**TEKS BACAAN:**
Senin, 10 Agustus 2009

SUJUD HARGA SURGA



“Hendaklah engkau memperbanyak sujud, karena tidaklah engkau sujud saja sujud demi karena Allah, kecuali Allah mengangkat dengan sujud itu satu derajat dan menggugurkan satu dosa.” (Rasul Saw).



Abu Firâs, Rabî’ah bin Ka‘b al-Aslami, adalah seorang pria yang seringkali melayani Rasul saw. Karena seringnya, maka suatu ketika Rasul saw. bermaksud membalas budinya, dengan memberinya sesuatu yang bersifat material dan dalam jangkauan kemampuan beliau. Beliau bersabda: “Hai Abu Firâs, pintalah sesuatu kepadaku.” Mendengar itu, langsung saja Abu Firâs berkata: “Aku meminta kiranya aku menemanimu di surga.” Nabi saw. terperanjat, karena tidak menduga yang dimintanya surga. “Mintalah yang lain!” jawab Nabi mengelak. “Tidak ada yang lain, hanya itu, wahai Rasul.” “Jika demikian, maka bantulah aku (guna memperoleh permintaanmu itu) dengan memperbanyak sujud.” Demikian pesan Rasulullah kepadanya (HR. Muslim).

Hadits semakna diriwayatkan oleh sahabat Nabi yang lain yaitu Tsaubân. Menurutnya Rasul saw. pernah menyampaikan kepadanya bahwa: “Hendaklah engkau memperbanyak sujud, karena tidaklah engkau sujud saja sujud demi karena Allah, kecuali Allah mengangkat dengan sujud itu satu derajat dan menggugurkan satu dosa.”

Yang dimaksud dengan sujud dalam hadits-hadits di atas, bukan sekedar meletakkan ketujuh anggota badan – dahi, kedua telapak tangan, dan kedua lutut serta jari-jari kaki – ke lantai, tetapi ia adalah sikap kejiwaan yang tecermin dalam perasaan seseorang tentang kehebatan dan keagungan Allah, rahmat dan kasih sayang-Nya, yang mengantar kepada kepatuhan melaksanakan perintah dan menjauhi larangan-Nya. Itu pulalah yang dilukiskan Nabi saw. sebagai saat terdekat seseorang kepada Allah. “Sedekat-dekat seorang hamba kepada Allah, adalah saat ia sujud.”

Perjalanan menuju ke surga sungguh panjang; di sana sini banyak gangguan; ada yang berupa godaan dan rayuan, dan juga ancaman yang menakut-nakutkan. Tetapi bila tekad dibulatkan, dan perjalanan dilanjutkan, maka insya Allah, seseorang akan terbiasa dengan gangguan itu, dan tahu bagaimana menampik dan menghindarinya. Yang dibutuhkan hanyalah niat yang tulus, tekad yang kuat, serta kemauan yang bulat. Dengan niat yang tulus, Anda akan memiliki tekad yang kuat, dengan tekad, Anda akan mampu beramal, seringnya beramal menghasilkan kebiasaan, dan kebiasaan adalah banyak dan berulangnya sesuatu.

**DATA TERKUMPUL:**
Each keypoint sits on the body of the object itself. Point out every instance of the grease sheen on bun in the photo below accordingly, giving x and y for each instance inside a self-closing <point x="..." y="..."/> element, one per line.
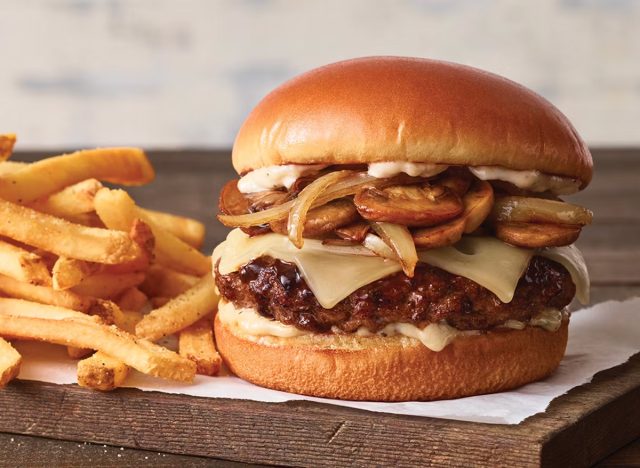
<point x="408" y="109"/>
<point x="392" y="368"/>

**PETUNJUK:** Teruskan teks bacaan tentang keutamaan sujud dengan menulis lanjutannya, dimulai sesudah kalimat terakhir yang tercantum.

**HASIL LATIHAN:**
Niat yang tulus itulah yang menghasilkan nurani yang suci. Bukan nurani yang digambarkan oleh sementara pakar ilmu jiwa yang katanya memelihara pribadi seseorang dari tekanan-tekanan yang ditimbulkan oleh dunia luar, agar tunduk kepada peraturan-peraturan yang ditetapkan oleh orang tua, masyarakat dan Tuhan. Bukan juga hati nurani yang timbul dari rasa benci yang mendalam, yang bila dinampakkan oleh “bawah sadar” berbenturan ia dengan selainnya, sehingga dengan terpaksa kebencian itu dikemas dengan “kasih” yang dimanipulasi, sehingga yang bersangkutan berpura-pura cinta dan senang kepada orang lain atau kebajikan.

Bukan ini dan bukan itu, tetapi hati nurani yang sadar dan berdialog dengan fitrah kesucian manusia, dan yang mengingatkannya dari saat ke saat tentang tujuan hidup yang bukan hanya untuk dirinya sendiri, bukan juga hanya untuk memenuhi kebutuhan jasmani. Bukan hidup yang hanya sekarang dan di sini, tetapi hidup yang berkelanjutan yang melampaui batas usia seseorang di pentas bumi ini, atau melampaui usia generasinya saja tetapi bahkan generasi manusia seluruhnya. Hati nurani yang menghasilkan pengawasan yang melekat pada diri seseorang yang timbul dari dalam, bukan dari luar pengawasan yang menghalanginya melakukan kedurhakaan sekaligus mendorongnya melakuan kebaikan kendati dia jauh dari pandangan manusia.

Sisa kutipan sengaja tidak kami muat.